• _Aim_: Print the records verbatim, starting at their first line and ending at the line that contains "242L2 246L0 247L3", with both of those lines included.

>> START Source records

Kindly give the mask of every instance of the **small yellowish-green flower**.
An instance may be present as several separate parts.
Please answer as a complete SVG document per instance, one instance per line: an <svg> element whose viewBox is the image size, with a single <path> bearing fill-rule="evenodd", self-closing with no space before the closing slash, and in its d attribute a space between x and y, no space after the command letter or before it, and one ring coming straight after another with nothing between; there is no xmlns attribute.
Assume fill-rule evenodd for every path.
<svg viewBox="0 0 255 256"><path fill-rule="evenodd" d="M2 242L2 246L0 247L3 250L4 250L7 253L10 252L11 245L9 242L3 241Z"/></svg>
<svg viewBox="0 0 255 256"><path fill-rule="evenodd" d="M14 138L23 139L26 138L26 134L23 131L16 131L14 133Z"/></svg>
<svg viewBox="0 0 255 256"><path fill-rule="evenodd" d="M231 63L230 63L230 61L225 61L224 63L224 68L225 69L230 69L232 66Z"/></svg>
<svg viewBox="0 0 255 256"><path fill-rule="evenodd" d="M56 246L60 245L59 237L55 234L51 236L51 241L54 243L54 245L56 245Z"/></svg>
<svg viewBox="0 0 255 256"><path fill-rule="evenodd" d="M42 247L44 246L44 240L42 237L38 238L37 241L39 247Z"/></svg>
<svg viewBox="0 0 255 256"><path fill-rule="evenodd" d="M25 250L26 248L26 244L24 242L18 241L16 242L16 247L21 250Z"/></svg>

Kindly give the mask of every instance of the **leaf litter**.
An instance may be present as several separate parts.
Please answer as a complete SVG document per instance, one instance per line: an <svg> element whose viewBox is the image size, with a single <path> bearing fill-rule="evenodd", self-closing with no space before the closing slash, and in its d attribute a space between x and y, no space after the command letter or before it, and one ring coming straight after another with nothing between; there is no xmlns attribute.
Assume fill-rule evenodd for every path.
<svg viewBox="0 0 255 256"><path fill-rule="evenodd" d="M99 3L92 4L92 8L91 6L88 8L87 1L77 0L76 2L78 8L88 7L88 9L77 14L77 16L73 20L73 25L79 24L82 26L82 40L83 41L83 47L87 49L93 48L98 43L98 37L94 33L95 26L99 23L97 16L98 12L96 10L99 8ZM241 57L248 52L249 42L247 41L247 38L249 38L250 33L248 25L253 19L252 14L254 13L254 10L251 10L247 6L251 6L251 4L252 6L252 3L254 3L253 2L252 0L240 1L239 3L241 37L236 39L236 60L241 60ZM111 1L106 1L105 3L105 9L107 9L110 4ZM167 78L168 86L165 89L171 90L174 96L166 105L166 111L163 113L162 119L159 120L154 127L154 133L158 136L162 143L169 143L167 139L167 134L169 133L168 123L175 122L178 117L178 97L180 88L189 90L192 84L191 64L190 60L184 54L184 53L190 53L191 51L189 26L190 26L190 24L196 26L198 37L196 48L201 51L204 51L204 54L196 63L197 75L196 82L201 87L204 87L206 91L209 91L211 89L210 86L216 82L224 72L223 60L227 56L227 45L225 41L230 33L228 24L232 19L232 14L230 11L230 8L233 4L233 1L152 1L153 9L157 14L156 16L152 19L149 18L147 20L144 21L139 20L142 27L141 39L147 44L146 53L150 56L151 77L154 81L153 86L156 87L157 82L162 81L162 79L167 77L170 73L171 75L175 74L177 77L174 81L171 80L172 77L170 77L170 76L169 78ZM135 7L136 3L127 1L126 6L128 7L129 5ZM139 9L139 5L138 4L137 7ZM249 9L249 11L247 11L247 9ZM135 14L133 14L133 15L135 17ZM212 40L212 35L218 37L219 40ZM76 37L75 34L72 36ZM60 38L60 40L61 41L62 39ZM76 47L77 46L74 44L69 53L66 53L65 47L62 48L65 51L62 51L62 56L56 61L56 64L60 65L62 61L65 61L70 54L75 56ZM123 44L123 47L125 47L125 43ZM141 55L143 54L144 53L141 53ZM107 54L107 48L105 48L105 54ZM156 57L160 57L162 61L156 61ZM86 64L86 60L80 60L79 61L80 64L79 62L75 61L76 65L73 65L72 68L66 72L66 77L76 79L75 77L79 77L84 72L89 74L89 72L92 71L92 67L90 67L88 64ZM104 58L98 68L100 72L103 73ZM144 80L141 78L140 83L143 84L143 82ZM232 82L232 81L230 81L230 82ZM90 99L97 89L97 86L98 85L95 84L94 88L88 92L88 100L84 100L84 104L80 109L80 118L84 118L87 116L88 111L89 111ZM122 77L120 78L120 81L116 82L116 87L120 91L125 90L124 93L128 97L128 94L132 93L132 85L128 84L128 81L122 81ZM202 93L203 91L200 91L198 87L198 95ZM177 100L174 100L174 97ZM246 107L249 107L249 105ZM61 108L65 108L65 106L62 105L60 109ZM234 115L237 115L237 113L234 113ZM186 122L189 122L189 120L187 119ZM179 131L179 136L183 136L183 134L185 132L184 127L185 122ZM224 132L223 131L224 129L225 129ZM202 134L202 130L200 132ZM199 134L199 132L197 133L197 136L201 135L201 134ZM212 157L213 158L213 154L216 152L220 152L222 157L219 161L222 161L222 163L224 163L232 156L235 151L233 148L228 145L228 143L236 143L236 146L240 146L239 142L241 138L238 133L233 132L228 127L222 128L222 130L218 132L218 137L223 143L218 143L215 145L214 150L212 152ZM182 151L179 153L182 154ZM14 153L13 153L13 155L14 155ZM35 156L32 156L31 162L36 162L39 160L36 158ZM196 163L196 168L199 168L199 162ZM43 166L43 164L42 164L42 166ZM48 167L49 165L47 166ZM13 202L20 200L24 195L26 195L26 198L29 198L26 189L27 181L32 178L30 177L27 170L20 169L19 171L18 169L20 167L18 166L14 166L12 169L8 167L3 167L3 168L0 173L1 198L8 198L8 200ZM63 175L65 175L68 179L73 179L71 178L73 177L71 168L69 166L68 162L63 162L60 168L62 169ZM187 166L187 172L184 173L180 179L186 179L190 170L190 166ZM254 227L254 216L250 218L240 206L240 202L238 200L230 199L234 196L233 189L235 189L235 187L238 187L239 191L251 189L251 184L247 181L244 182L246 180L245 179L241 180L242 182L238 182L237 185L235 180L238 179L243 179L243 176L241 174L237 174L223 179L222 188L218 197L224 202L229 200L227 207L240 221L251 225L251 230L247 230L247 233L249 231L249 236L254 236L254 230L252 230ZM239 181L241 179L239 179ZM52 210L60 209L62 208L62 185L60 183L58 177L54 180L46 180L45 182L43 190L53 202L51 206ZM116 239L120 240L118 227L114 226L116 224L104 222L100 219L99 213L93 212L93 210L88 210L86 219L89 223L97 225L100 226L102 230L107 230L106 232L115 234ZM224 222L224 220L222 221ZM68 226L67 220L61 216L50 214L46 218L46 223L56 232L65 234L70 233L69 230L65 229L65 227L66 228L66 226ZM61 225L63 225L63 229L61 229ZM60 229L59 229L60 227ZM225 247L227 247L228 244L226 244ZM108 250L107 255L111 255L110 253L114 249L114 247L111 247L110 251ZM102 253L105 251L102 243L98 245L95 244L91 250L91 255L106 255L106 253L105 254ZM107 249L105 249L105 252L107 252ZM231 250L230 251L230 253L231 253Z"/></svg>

>> END Source records

• _Expected answer_:
Kindly give the mask of every instance of the **small yellowish-green flower**.
An instance may be present as several separate parts.
Please answer as a complete SVG document per instance, one instance per line: an <svg> element whose viewBox is the image size, with a single <path> bearing fill-rule="evenodd", self-closing with no space before the closing slash, and in its d attribute a space between x and y, no space after the command letter or before it, and one ring coming straight after another with nothing between; there is no xmlns attribute.
Assume fill-rule evenodd for every path.
<svg viewBox="0 0 255 256"><path fill-rule="evenodd" d="M2 242L2 246L0 247L3 250L4 250L7 253L10 252L11 245L9 242L3 241Z"/></svg>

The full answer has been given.